— Work required —
Give back every entry below, unchanged.

--------------------

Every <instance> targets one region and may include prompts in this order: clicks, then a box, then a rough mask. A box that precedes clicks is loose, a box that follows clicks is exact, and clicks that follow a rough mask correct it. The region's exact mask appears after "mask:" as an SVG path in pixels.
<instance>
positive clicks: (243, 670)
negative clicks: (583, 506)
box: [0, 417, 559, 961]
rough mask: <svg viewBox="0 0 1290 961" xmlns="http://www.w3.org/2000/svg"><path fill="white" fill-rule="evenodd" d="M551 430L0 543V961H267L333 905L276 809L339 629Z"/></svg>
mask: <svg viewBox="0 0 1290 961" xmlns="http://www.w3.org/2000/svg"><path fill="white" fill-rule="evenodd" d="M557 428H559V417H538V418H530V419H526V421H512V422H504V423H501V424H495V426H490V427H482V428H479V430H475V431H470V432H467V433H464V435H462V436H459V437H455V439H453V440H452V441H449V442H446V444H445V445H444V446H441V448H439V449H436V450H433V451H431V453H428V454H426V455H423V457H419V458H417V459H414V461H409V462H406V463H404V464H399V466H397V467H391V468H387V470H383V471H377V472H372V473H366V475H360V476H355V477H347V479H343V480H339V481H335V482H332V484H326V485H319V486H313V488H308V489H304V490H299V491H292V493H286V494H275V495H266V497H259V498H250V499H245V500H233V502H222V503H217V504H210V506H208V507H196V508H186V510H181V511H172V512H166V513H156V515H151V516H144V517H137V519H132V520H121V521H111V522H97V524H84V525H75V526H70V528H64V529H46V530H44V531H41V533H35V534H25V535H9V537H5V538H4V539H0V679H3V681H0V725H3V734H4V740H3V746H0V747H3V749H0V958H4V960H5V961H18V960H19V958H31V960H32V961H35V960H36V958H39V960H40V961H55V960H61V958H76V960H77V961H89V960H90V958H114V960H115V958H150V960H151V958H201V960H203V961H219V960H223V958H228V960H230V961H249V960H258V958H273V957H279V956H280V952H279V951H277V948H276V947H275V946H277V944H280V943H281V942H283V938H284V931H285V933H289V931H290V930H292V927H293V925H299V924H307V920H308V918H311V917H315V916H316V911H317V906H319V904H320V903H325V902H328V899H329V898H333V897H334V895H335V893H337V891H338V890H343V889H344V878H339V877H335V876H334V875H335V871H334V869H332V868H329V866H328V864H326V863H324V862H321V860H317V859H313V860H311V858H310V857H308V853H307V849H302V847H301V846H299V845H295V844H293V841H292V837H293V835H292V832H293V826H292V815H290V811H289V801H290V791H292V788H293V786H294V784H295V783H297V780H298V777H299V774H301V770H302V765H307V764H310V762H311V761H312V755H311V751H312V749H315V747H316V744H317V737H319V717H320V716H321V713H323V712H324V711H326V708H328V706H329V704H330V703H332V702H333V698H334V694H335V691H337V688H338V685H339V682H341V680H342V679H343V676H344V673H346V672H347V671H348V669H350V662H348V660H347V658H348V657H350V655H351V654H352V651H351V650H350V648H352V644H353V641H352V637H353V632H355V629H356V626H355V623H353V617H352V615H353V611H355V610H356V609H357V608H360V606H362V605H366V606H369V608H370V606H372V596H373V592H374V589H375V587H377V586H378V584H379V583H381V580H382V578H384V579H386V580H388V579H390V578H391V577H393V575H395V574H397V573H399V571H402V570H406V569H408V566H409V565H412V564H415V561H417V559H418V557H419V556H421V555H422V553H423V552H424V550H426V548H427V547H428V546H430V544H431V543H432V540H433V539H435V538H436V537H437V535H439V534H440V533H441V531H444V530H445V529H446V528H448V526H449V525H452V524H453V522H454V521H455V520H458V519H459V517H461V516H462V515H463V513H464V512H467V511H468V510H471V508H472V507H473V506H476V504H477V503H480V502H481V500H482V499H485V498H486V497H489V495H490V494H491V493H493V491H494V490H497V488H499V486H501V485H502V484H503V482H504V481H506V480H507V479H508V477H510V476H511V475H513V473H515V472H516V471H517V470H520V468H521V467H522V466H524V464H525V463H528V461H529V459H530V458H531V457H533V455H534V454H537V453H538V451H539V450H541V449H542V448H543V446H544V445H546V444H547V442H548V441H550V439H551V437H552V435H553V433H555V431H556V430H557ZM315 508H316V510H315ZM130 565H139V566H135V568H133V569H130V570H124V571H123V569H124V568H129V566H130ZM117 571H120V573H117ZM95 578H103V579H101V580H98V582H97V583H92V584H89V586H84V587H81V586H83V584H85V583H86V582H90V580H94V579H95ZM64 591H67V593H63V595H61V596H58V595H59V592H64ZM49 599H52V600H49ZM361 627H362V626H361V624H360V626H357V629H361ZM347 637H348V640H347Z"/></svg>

--------------------

— Task solution —
Every <instance> targets one region and may include prompts in this order: clicks, then a box, then a rough mask. A box that precedes clicks is loose, a box that follows clicks is exact, and clicks that follow a rough mask correct it. The region's exact mask appears after "mask:" as an SVG path in pixels.
<instance>
positive clicks: (243, 670)
negative clicks: (583, 506)
box: [0, 417, 559, 961]
rough mask: <svg viewBox="0 0 1290 961" xmlns="http://www.w3.org/2000/svg"><path fill="white" fill-rule="evenodd" d="M551 430L0 543V961H267L333 905L276 809L339 629Z"/></svg>
mask: <svg viewBox="0 0 1290 961" xmlns="http://www.w3.org/2000/svg"><path fill="white" fill-rule="evenodd" d="M557 428H559V417H538V418H530V419H526V421H512V422H504V423H501V424H495V426H490V427H482V428H479V430H475V431H470V432H467V433H464V435H462V436H459V437H455V439H453V440H452V441H449V442H446V444H445V445H444V446H441V448H439V449H436V450H433V451H431V453H428V454H426V455H423V457H419V458H417V459H414V461H409V462H406V463H404V464H399V466H397V467H391V468H387V470H383V471H377V472H372V473H366V475H360V476H355V477H347V479H343V480H339V481H335V482H332V484H326V485H319V486H313V488H308V489H304V490H299V491H292V493H286V494H275V495H266V497H259V498H250V499H245V500H233V502H222V503H217V504H210V506H208V507H196V508H186V510H181V511H172V512H166V513H156V515H151V516H144V517H137V519H132V520H121V521H111V522H97V524H84V525H75V526H70V528H64V529H46V530H44V531H41V533H35V534H25V535H9V537H5V538H4V539H0V679H3V681H0V725H3V734H4V740H3V746H0V747H3V749H0V958H4V960H5V961H18V960H19V958H31V960H32V961H35V960H36V958H39V960H40V961H55V960H61V958H76V960H77V961H89V960H90V958H114V960H115V958H150V960H151V958H201V960H203V961H219V960H223V958H228V960H230V961H249V960H258V958H273V957H279V956H280V952H279V951H277V948H276V947H275V946H277V944H280V943H281V942H283V938H284V931H285V933H289V931H290V930H292V927H293V925H299V924H307V920H308V918H311V917H315V916H316V911H317V906H319V904H320V903H325V902H328V899H329V898H333V897H334V895H335V893H337V891H338V890H343V889H344V878H339V877H335V876H334V875H335V871H334V869H332V868H329V866H328V864H326V863H324V862H321V860H317V859H313V860H311V858H310V857H308V853H307V849H302V847H301V846H299V845H295V844H293V841H292V837H293V835H292V832H293V826H292V815H290V811H289V801H290V791H292V788H293V786H294V784H295V783H297V780H298V777H299V774H301V770H302V765H307V764H310V762H311V761H312V755H311V751H312V749H315V747H316V744H317V737H319V717H320V716H321V713H323V712H324V711H326V708H328V706H329V704H330V703H332V702H333V698H334V694H335V691H337V688H338V685H339V682H341V680H342V679H343V676H344V673H346V672H347V671H348V669H350V662H348V660H347V658H348V657H350V655H351V654H352V651H351V650H350V648H352V644H353V641H352V637H353V632H355V629H356V626H355V623H353V617H352V615H353V611H355V610H356V609H357V608H360V606H362V605H366V606H369V608H370V606H372V596H373V592H374V589H375V587H377V586H378V584H379V583H381V580H382V578H384V579H386V580H388V579H390V578H391V577H393V575H395V574H397V573H399V571H402V570H406V569H408V566H409V565H412V564H415V561H417V559H418V557H419V556H421V555H422V553H423V552H424V550H426V548H427V547H428V546H430V544H431V543H432V540H433V539H435V538H436V537H437V535H439V534H440V533H441V531H444V530H445V529H446V528H448V526H449V525H452V524H453V522H454V521H455V520H458V519H459V517H461V516H462V515H463V513H464V512H467V511H468V510H471V508H472V507H473V506H476V504H477V503H480V502H481V500H482V499H485V498H486V497H489V495H490V494H491V493H493V491H494V490H497V488H499V486H501V485H502V484H503V482H504V481H506V480H507V479H508V477H510V476H511V475H513V473H515V472H516V471H517V470H520V468H521V467H522V466H524V464H525V463H528V461H529V459H530V458H531V457H533V455H534V454H537V453H538V451H539V450H541V449H542V448H543V446H544V445H546V444H547V442H548V441H550V439H551V437H552V435H553V433H555V431H556V430H557ZM315 508H316V510H315ZM130 565H139V566H135V568H133V569H130V570H124V571H123V569H124V568H129V566H130ZM117 571H120V573H117ZM95 578H103V579H101V580H98V582H97V583H92V584H89V586H84V587H81V586H83V584H85V583H86V582H90V580H94V579H95ZM64 591H67V593H63V595H61V596H58V595H59V592H64ZM49 599H52V600H49ZM361 627H362V626H361V624H360V626H357V629H361ZM347 637H348V640H347Z"/></svg>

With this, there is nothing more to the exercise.